Par Olofumbi G.
Sur la place d’Abidjan, les banques ont du coffre avec l’équivalent de 18 milliards de dollars sous forme de dépôts. Les banques marocaines ont pris le pas sur les françaises. En effet, les trois institutions financières du royaume (Attijariwafa bank, BCP et Bank Of Africa) pèsent 26% des parts de marché contre 22% pour les deux enseignes françaises, Société Générale et BNP Paribas.
Derrière ce duel franco-marocain, arrive la constellation des 10 banques régionales subsahariennes comptant 32% des parts de marché agrégés. Les banques dites ivoiriennes, à savoir la BNI et la NSIA détiennent solidairement 15% des parts de marché. La question est de connaître la contribution du système bancaire à l’économie. Notons tout d’abord que si les banques exigent une transparence élevée à leurs clients demandant du crédit, elles sont en revanche peu enclines à montrer patte blanche. Seules neuf d’entre elles sont cotées à la Bourse régionale des valeurs mobilières d’Abidjan (BRVM), ce qui exprime une certaine réticence par rapport à la transparence et prive les ménages et acteurs économiques de la possibilité de fructifier leurs épargnes.

■ **Données extraites**:
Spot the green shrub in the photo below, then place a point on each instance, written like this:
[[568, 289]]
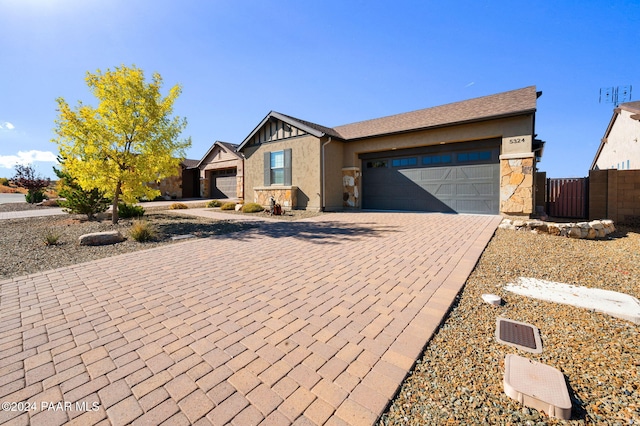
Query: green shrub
[[51, 203], [142, 231], [178, 206], [51, 238], [228, 206], [130, 210], [78, 200], [252, 208], [34, 196]]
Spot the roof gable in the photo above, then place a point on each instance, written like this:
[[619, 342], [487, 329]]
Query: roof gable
[[631, 107], [504, 104], [276, 126], [227, 147]]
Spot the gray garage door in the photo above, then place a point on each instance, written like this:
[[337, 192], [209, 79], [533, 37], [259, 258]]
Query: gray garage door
[[455, 181]]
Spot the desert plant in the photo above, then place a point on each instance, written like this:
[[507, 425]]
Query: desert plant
[[77, 199], [35, 185], [143, 231], [252, 208], [130, 210], [228, 206], [51, 238], [52, 203], [178, 206], [34, 196]]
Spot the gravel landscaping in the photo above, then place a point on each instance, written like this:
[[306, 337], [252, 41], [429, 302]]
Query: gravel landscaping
[[23, 240], [459, 379]]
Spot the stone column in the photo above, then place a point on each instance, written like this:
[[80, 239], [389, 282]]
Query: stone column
[[350, 184], [516, 184]]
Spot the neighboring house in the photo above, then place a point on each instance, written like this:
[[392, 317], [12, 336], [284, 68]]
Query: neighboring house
[[620, 146], [221, 172], [184, 184], [474, 156]]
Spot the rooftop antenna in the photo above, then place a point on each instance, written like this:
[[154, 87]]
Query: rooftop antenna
[[615, 95]]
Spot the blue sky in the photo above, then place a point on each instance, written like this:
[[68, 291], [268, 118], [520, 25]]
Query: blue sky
[[329, 62]]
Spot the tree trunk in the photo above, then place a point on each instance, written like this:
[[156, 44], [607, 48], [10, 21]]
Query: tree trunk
[[114, 207]]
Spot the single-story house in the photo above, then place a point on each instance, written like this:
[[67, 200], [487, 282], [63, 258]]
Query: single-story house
[[184, 184], [221, 172], [474, 156], [620, 147]]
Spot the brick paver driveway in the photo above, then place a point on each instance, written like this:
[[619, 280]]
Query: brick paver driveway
[[314, 322]]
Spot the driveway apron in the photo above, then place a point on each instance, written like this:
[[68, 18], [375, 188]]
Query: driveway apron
[[308, 322]]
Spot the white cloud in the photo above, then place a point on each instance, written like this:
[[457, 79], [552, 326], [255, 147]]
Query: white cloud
[[27, 157]]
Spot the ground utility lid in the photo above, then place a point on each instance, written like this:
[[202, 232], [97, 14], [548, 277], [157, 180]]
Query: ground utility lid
[[519, 334], [537, 385]]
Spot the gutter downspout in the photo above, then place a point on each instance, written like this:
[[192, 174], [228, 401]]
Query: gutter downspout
[[324, 198]]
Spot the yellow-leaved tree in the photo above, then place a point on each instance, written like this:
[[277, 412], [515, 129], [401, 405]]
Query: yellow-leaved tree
[[129, 140]]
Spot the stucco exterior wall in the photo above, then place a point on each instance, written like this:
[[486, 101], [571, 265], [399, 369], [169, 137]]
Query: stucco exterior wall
[[305, 169], [516, 133], [506, 128], [622, 149], [333, 175]]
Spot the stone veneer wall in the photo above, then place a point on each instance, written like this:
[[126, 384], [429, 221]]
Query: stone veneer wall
[[350, 183], [286, 196], [516, 186]]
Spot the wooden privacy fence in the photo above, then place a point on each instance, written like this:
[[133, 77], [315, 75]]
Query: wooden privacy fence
[[568, 198]]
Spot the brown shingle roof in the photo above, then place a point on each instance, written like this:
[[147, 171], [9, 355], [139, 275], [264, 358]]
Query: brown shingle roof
[[631, 106], [326, 130], [190, 164], [499, 105]]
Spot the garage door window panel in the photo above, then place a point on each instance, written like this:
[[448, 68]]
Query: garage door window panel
[[404, 162], [465, 157], [434, 160]]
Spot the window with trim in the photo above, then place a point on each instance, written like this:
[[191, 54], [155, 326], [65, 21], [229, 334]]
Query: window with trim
[[277, 167]]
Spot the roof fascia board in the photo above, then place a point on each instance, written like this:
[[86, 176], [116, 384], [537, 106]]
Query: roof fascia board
[[439, 126], [284, 118]]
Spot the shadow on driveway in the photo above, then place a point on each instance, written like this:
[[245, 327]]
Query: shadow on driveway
[[325, 232]]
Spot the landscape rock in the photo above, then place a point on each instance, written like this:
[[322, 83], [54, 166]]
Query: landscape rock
[[581, 230], [101, 238]]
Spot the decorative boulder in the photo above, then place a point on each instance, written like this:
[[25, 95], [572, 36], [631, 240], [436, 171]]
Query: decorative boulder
[[101, 238]]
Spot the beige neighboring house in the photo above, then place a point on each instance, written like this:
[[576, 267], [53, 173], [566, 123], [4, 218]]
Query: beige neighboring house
[[184, 184], [221, 172], [620, 146], [474, 156]]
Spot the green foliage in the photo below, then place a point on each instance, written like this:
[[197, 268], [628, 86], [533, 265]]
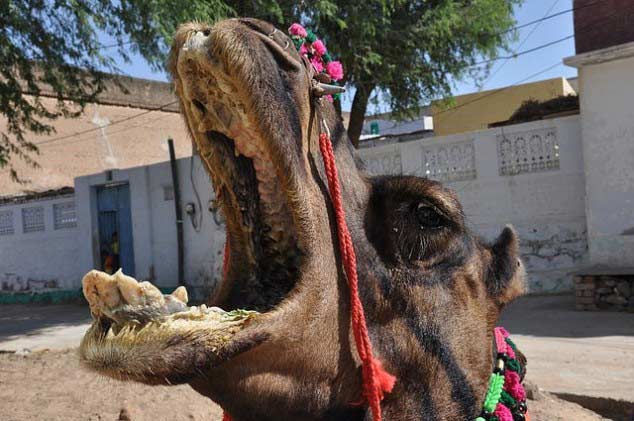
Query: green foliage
[[407, 51]]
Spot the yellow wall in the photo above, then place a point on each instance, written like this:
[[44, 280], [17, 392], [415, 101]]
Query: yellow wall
[[476, 111]]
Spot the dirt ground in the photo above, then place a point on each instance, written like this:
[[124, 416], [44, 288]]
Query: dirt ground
[[571, 352], [50, 385]]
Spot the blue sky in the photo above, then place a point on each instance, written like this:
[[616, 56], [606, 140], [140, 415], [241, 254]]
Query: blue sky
[[506, 72]]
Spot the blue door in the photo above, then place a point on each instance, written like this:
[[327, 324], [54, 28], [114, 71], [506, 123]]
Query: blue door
[[116, 245]]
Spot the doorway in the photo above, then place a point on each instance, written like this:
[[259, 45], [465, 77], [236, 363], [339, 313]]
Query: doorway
[[114, 216]]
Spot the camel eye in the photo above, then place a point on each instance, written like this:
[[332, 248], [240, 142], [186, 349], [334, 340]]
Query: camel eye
[[428, 217]]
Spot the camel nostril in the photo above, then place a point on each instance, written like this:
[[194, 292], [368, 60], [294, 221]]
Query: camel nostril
[[200, 106]]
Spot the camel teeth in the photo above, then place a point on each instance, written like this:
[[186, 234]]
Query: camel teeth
[[180, 294]]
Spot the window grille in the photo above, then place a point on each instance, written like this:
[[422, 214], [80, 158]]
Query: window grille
[[64, 215], [33, 219], [526, 152], [450, 162], [6, 223]]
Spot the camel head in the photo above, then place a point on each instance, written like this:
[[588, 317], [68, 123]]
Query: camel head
[[281, 347]]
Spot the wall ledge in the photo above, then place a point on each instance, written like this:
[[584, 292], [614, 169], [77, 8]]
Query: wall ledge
[[604, 55]]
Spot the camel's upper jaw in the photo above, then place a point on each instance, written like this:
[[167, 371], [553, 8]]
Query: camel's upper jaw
[[244, 93], [245, 97]]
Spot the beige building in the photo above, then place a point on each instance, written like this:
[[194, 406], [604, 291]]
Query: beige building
[[122, 130], [478, 110]]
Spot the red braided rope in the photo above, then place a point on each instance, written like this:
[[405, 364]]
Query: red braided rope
[[376, 381]]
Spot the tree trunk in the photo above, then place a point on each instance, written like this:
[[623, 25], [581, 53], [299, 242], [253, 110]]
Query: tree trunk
[[357, 112]]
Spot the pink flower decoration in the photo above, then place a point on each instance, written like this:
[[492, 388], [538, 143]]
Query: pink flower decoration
[[297, 29], [335, 70], [317, 64], [513, 386], [503, 413], [319, 47]]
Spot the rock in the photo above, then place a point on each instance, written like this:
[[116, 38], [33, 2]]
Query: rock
[[124, 415], [22, 352], [615, 299], [624, 288], [533, 392]]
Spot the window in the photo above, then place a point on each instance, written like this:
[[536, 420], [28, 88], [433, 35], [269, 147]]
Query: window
[[32, 219], [64, 215], [168, 193], [450, 162], [6, 223], [527, 152]]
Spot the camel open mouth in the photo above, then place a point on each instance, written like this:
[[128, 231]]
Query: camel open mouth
[[250, 176]]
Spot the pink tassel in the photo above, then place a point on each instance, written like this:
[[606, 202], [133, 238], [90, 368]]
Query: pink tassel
[[503, 413], [298, 30], [513, 386], [319, 47]]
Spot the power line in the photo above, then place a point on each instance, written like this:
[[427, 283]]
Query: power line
[[94, 129], [547, 17], [473, 65], [497, 91], [526, 38]]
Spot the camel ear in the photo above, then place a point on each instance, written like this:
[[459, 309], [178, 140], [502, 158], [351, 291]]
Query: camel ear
[[506, 277]]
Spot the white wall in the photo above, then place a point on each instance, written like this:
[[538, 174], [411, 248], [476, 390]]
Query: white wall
[[48, 255], [545, 206], [607, 110], [154, 224]]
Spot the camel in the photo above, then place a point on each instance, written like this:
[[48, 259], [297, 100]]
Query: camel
[[274, 341]]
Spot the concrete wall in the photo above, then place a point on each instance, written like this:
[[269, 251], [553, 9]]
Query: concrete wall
[[44, 258], [154, 224], [100, 146], [476, 111], [607, 117], [543, 198]]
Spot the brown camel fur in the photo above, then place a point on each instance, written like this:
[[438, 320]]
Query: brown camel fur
[[432, 291]]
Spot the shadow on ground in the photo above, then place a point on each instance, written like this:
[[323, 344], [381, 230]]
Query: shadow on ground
[[556, 316], [25, 320]]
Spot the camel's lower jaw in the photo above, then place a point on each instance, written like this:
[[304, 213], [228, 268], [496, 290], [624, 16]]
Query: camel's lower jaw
[[157, 339]]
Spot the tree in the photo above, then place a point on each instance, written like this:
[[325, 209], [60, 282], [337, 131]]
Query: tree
[[405, 51]]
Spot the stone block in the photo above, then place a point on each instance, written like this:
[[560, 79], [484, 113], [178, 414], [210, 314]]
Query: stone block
[[624, 288]]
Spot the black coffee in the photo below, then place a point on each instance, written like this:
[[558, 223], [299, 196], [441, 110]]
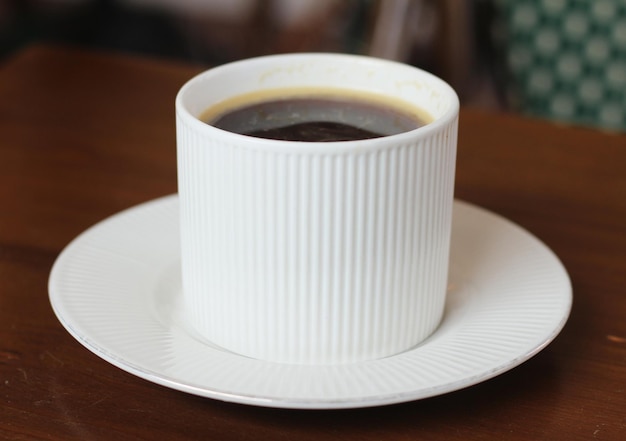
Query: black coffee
[[317, 119]]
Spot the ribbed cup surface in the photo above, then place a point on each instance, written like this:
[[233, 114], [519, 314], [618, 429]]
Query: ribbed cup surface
[[315, 258], [311, 253]]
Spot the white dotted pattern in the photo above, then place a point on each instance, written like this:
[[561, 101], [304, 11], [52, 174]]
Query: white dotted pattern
[[567, 59]]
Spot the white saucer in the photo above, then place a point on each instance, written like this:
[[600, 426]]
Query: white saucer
[[116, 289]]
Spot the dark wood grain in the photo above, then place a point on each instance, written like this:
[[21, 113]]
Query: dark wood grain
[[84, 135]]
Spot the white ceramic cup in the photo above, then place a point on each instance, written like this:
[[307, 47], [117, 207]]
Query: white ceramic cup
[[309, 252]]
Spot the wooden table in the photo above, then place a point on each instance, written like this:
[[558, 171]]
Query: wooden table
[[85, 135]]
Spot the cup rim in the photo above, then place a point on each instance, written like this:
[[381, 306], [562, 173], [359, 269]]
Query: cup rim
[[245, 141]]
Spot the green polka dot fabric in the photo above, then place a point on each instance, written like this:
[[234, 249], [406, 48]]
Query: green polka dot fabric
[[566, 59]]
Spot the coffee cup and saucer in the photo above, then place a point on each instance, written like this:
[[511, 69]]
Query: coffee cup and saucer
[[327, 272]]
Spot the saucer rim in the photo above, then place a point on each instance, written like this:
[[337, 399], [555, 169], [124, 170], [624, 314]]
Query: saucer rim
[[56, 297]]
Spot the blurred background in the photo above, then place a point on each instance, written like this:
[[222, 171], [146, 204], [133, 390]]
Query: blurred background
[[563, 60]]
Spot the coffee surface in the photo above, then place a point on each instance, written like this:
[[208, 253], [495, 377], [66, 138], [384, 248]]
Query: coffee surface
[[317, 119]]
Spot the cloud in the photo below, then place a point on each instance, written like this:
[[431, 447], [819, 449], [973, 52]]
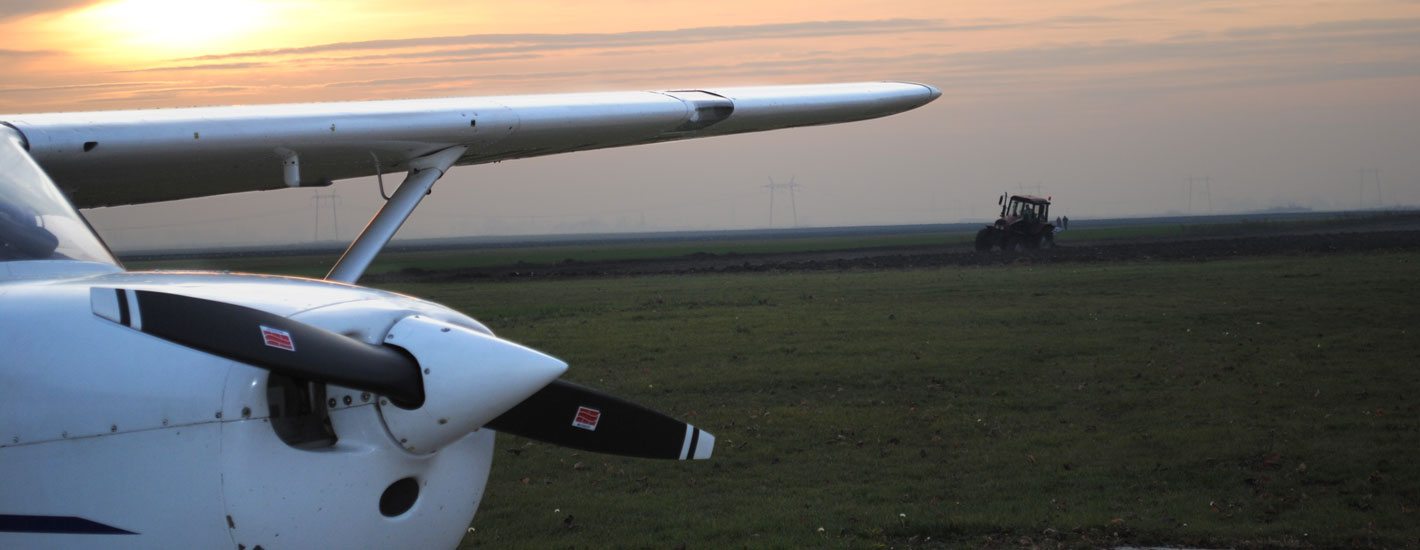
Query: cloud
[[679, 36], [26, 54], [16, 9]]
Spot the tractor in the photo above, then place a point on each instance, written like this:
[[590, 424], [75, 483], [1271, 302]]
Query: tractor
[[1024, 223]]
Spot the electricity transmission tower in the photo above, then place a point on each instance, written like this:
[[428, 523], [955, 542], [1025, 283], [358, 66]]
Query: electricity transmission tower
[[1375, 176], [1207, 191], [793, 203], [335, 218]]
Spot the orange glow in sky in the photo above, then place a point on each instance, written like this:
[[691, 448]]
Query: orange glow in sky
[[1105, 103]]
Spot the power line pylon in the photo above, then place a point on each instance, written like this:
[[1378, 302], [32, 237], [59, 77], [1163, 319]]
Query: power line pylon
[[793, 203]]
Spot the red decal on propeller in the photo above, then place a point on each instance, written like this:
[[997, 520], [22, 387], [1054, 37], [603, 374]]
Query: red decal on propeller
[[277, 338], [587, 418]]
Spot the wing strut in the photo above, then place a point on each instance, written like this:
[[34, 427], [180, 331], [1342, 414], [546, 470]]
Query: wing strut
[[422, 175]]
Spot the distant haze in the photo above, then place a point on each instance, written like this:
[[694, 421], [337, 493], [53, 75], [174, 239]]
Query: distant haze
[[1108, 107]]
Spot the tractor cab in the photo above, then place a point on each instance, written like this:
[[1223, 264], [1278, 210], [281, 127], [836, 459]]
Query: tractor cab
[[1031, 209], [1024, 223]]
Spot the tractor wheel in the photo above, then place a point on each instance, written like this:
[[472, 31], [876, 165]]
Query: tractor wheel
[[1014, 243], [986, 238]]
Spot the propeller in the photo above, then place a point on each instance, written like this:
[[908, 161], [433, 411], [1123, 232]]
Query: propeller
[[584, 418], [266, 340], [560, 412]]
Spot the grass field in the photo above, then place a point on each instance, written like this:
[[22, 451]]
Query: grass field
[[1263, 402]]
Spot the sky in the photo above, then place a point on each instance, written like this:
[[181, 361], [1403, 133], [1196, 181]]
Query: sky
[[1111, 107]]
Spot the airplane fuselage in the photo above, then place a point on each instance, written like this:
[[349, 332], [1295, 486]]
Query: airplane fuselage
[[149, 444]]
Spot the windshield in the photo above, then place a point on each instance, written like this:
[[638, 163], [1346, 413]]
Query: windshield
[[36, 220]]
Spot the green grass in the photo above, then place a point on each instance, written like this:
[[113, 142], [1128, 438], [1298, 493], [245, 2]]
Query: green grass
[[1263, 402]]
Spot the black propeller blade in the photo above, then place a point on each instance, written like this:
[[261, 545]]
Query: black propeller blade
[[582, 418], [266, 340]]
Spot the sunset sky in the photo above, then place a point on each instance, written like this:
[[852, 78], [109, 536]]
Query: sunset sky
[[1109, 107]]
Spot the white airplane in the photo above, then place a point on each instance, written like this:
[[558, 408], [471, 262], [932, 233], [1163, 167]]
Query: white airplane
[[212, 410]]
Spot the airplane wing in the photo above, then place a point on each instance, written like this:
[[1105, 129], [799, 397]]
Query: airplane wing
[[137, 157]]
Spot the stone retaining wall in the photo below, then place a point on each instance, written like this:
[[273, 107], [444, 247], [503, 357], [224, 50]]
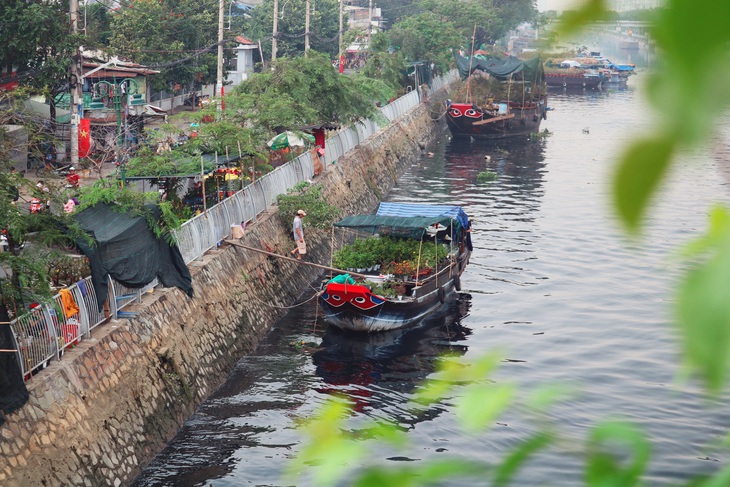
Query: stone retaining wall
[[99, 415]]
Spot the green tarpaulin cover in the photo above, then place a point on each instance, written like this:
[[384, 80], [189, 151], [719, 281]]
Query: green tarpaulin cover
[[128, 251], [393, 226], [529, 70]]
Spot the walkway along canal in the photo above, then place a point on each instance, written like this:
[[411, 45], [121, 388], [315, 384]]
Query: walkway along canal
[[100, 414]]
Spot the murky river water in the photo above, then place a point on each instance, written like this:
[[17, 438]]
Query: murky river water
[[553, 283]]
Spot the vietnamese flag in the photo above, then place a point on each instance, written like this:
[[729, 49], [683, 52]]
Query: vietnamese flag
[[84, 137]]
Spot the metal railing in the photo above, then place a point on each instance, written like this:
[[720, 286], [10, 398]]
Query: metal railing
[[46, 331]]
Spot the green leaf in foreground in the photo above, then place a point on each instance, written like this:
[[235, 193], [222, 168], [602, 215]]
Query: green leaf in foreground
[[638, 176], [329, 448], [703, 307], [608, 445]]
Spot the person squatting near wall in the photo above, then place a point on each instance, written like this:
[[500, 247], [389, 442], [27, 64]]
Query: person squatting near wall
[[298, 233]]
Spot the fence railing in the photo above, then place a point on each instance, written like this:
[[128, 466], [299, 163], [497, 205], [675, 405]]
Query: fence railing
[[46, 331]]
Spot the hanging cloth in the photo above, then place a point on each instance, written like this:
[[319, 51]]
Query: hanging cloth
[[68, 303]]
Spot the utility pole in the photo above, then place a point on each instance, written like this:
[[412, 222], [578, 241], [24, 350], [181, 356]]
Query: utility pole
[[342, 57], [370, 21], [306, 29], [75, 87], [275, 33], [219, 77]]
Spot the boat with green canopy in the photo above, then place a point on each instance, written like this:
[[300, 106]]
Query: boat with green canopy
[[408, 259]]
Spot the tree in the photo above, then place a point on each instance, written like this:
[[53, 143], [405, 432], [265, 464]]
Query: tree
[[37, 42], [178, 38], [303, 91], [323, 26], [427, 36], [384, 65], [615, 453], [98, 24]]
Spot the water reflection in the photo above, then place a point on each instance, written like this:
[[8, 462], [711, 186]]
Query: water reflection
[[378, 371]]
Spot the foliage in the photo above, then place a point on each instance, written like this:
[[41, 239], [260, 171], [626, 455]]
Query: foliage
[[615, 453], [383, 65], [36, 41], [98, 24], [159, 33], [303, 91], [33, 238], [426, 36], [323, 27], [65, 269], [320, 214], [160, 217], [399, 256]]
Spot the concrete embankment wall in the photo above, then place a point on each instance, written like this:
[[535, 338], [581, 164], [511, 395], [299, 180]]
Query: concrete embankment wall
[[100, 414]]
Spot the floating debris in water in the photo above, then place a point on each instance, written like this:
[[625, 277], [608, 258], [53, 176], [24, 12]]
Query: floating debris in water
[[485, 176]]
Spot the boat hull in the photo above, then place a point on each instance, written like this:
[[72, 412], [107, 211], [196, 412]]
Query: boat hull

■ **Description de l'exercice**:
Rédigez la suite du texte sur les banques de la place d'Abidjan en reprenant juste après sa dernière phrase.

■ **Résultat de l'exercice**:
Surliquidité structuelle
Le désintérêt pour la Bourse s’expliquerait-il par le fait que les établissements de crédit ont d’autres sources de financement plus compétitives ? La place d’Abidjan présente en tout cas une surliquidité structurelle puisque les crédits sont financés à 70% par les dépôts, notamment l’épargne. D’où la guerre sur le pricing qui y a cours en ce moment et qui participe à la surconcentration des risques sur quelques acteurs, toujours les mêmes, assaillis par les offres et surenchères bancaires. Le risque systémique est immense.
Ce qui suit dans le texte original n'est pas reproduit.